**TASK ITEM:** An exact copy of the data is needed, one that excludes all pictures.

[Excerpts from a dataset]
========================

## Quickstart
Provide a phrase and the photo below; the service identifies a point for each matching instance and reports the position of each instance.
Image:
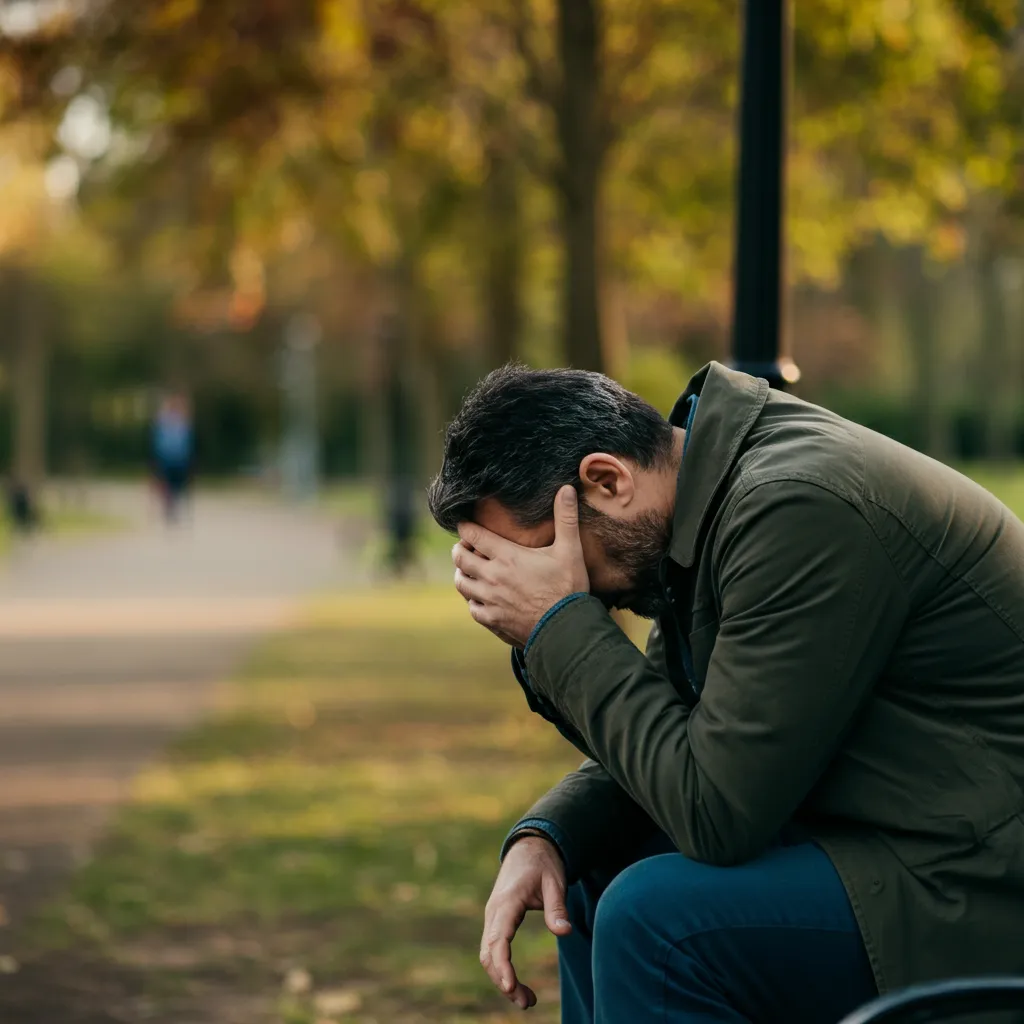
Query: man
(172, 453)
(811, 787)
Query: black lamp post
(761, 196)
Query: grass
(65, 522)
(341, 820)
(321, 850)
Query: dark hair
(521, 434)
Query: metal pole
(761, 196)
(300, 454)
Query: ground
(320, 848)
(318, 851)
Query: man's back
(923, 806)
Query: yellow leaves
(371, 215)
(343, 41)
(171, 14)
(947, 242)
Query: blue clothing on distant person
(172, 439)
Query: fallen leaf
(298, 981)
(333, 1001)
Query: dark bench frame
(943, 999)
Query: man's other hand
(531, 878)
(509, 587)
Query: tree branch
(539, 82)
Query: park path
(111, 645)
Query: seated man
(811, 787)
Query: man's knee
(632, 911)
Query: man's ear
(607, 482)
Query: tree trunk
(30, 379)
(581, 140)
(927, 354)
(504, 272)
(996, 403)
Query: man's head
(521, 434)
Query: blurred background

========================

**RESPONSE TO THIS TASK:**
## Quickstart
Provide a phrase and the photo below; the service identifies a point for each matching instance and reports the position of each instance.
Image:
Query: man
(172, 453)
(811, 787)
Query: black lamp post
(761, 196)
Query: grass
(65, 522)
(341, 820)
(321, 850)
Query: dark hair
(521, 434)
Query: metal pole
(761, 196)
(300, 454)
Query: ground
(320, 848)
(318, 851)
Query: man's back
(923, 806)
Query: yellow leaves
(371, 215)
(343, 41)
(171, 14)
(947, 242)
Query: blue clothing on distant person
(172, 439)
Query: fallen leaf
(298, 981)
(333, 1001)
Query: dark bench frame
(943, 999)
Query: man's other hand
(531, 878)
(509, 587)
Query: tree branch
(539, 82)
Query: park path
(111, 645)
Query: seated man
(811, 787)
Query: man's knee
(632, 911)
Query: man's ear
(607, 482)
Query: tree trunk
(30, 379)
(581, 140)
(927, 354)
(504, 272)
(996, 403)
Query: man's head
(521, 434)
Query: blurred background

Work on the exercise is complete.